-- Source document --
World Sleep Day is March 15th , just a couple of days away. I wanted to give you some warning, so you don’t miss it. “World Sleep Day® is designed to raise awareness of sleep as a human privilege that is often compromised by the habits of modern life.” Boy, does that statement ring true. In fact, the Centers for Disease Control (CDC) considers insufficient sleep a national epidemic in the USA.
I remember being so tired during my working career that I’d fall fast asleep in airports… while sitting up. Mouth open, drool trailing down my chin… I’m sure I painted quite the professional picture. I could have probably slept hanging from a hook in those days. I was always sleep-deprived. The pressures of work, family, finances, just daily life in general were enough to rob me of precious sleep at night and I never seemed able to catch up. Or prior to that, what about multiple nightly feedings for newborns. I never thought I’d get a full night’s sleep ever again. For that matter, more recently, being on Nine of Cups with watch every three hours 24x7 on long passages was a sleep challenge at times. I’m sure you can all relate to being sleep deprived due to work, family life and just sleeplessness for no apparent reason.
8 Ways to Celebrate World Sleep Day
How do you celebrate World Sleep Day? Well, this day provides a perfect opportunity to check out your sleep habits and effect a change if it’s necessary. Here’s eight ideas you might consider.
Evaluate your caffeine, nicotine and alcohol consumption
Everyone knows that coffee and other caffeine-rich beverages like tea and soft drinks are stimulants and can keep you awake. Nicotine can do the same. Though alcohol makes some people sleepy, in actuality, it is a stimulant as well and can prevent you from entering deeper, more restful stages of sleep.

-- What you should do --
Decide whether each of these statements agrees with the World Sleep Day piece, giving yes or no and quoting the deciding words from it: (a) The CDC regards insufficient sleep as a national epidemic in the USA. (b) Alcohol helps people reach deeper, more restful stages of sleep. (c) Watches on Nine of Cups came every six hours on long passages.

-- Extracted material --
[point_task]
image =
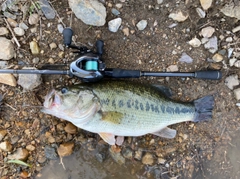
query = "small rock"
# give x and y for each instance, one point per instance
(20, 154)
(185, 58)
(231, 10)
(91, 12)
(141, 25)
(47, 10)
(117, 157)
(232, 61)
(19, 31)
(23, 26)
(65, 149)
(232, 81)
(8, 79)
(2, 134)
(207, 32)
(206, 4)
(34, 48)
(30, 147)
(50, 153)
(114, 24)
(52, 45)
(60, 28)
(217, 57)
(237, 64)
(172, 68)
(237, 93)
(29, 82)
(147, 159)
(212, 44)
(3, 31)
(201, 13)
(6, 146)
(195, 42)
(179, 16)
(70, 128)
(138, 154)
(6, 49)
(33, 19)
(127, 153)
(115, 12)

-- Answer to this task --
(a) Yes: "the Centers for Disease Control (CDC) considers insufficient sleep a national epidemic in the USA."
(b) No: "in actuality, it is a stimulant as well and can prevent you from entering deeper, more restful stages of sleep."
(c) No: "being on Nine of Cups with watch every three hours 24x7 on long passages was a sleep challenge at times."